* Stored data
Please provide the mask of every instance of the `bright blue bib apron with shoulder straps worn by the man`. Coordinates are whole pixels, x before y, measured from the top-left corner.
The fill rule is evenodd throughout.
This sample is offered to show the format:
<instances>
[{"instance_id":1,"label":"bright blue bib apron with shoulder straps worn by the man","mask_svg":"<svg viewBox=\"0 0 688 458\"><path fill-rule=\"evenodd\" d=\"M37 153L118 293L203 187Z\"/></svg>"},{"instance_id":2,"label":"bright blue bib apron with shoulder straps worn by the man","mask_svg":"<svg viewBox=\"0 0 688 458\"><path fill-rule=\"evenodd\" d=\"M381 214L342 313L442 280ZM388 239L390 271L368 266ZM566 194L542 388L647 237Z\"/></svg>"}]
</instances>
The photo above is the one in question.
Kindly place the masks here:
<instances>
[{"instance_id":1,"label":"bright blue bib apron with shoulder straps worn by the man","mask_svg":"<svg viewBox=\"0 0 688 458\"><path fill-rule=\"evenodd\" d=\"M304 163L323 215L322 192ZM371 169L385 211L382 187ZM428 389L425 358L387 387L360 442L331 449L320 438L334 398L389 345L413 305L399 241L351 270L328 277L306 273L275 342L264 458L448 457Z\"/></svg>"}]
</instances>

* TO DO
The entries above must be copied verbatim. Leave none out.

* RESULT
Please provide the mask of every instance of the `bright blue bib apron with shoulder straps worn by the man`. Coordinates are whole pixels, x before y, measured from the top-left corner.
The fill rule is evenodd throughout.
This sample is offered to show the format:
<instances>
[{"instance_id":1,"label":"bright blue bib apron with shoulder straps worn by the man","mask_svg":"<svg viewBox=\"0 0 688 458\"><path fill-rule=\"evenodd\" d=\"M37 153L118 293L203 187Z\"/></svg>"},{"instance_id":2,"label":"bright blue bib apron with shoulder straps worn by the man","mask_svg":"<svg viewBox=\"0 0 688 458\"><path fill-rule=\"evenodd\" d=\"M381 214L342 313L442 280ZM388 239L390 271L368 266ZM566 194L542 388L647 237Z\"/></svg>"}]
</instances>
The photo above is the one in question.
Kindly place the masks here:
<instances>
[{"instance_id":1,"label":"bright blue bib apron with shoulder straps worn by the man","mask_svg":"<svg viewBox=\"0 0 688 458\"><path fill-rule=\"evenodd\" d=\"M304 163L323 215L322 192ZM371 169L385 211L382 187ZM428 389L425 358L387 387L360 442L331 449L320 438L334 398L389 345L413 305L399 241L351 270L328 277L306 273L275 342L264 458L448 457Z\"/></svg>"}]
</instances>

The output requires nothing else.